**Consigne**
Continuez l'extrait ci-dessous sur la façon dont les passions se justifient, en partant de sa dernière phrase.

**Extrait fourni**
◇ ◇ ◇ ◇
Que toutes les passions se justifient, et des jugements qu’elles nous font faire pour leur justification.


Il n’est pas nécessaire de faire de grands raisonnements pour démontrer que toutes les passions se justifient ; ce principe est assez évident par le sentiment intérieur que nous avons de nous mêmes, et par la conduite de ceux que l’on voit agités de quelque passion : il suffit de l’exposer afin qu’on y fasse réflexion. L’esprit est tellement esclave de l’imagination, qu’il lui obéit toujours lorsqu’elle est échauffée. Il n’ose lui répondre lorsqu’elle est en fureur, parce qu’elle le maltraite s’il résiste, et qu’il se trouve toujours récompensé de quelque plaisir, lorsqu’il s’accommode à ses desseins. Ceux mêmes dont l’imagination est si déréglée qu’ils pensent être transformés en bêtes, trouvent des raisons pour prouver qu’ils doivent vivre comme elles ; qu’ils doivent marcher à quatre pattes, se nourrir des herbes de la campagne. et imiter toutes les actions qui ne conviennent qu’aux bêtes. Ils trouvent du plaisir à vivre selon les impressions de leur passion ; ils se sentent intérieurement punis lorsqu’ils y résistent ; et c’est assez afin que la raison qui s’accommode et qui sert ordinairement au plaisir, raisonne d’une manière propre pour en défendre la cause.
◇ ◇ ◇ ◇
**Jeu de données**
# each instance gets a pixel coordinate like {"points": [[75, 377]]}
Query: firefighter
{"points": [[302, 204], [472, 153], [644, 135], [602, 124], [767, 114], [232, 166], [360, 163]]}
◇ ◇ ◇ ◇
**Réponse attendue**
S’il est donc vrai que toutes les passions se justifient, il est évident que le désir nous doit porter par lui-même à juger avantageusement de son objet, si c’est un désir d’amour ; et désavantageusement, si c’est un désir, d’aversion. Le désir d’amour est un mouvement de l’âme excité par les esprits, qui la disposent à vouloir jouir ou user des choses qui ne sont point en sa puissance ; car si nous désirons même la continuation de notre jouissance, c’est que I”avenir ne dépend pas de nous. Il est donc nécessaire, pour la justification du désir, que l’objet qui le fait naître soit jugé bon en lui-même ou par rapport à quelque autre ; et il faut penser le contraire du désir qui est une espèce d’aversion.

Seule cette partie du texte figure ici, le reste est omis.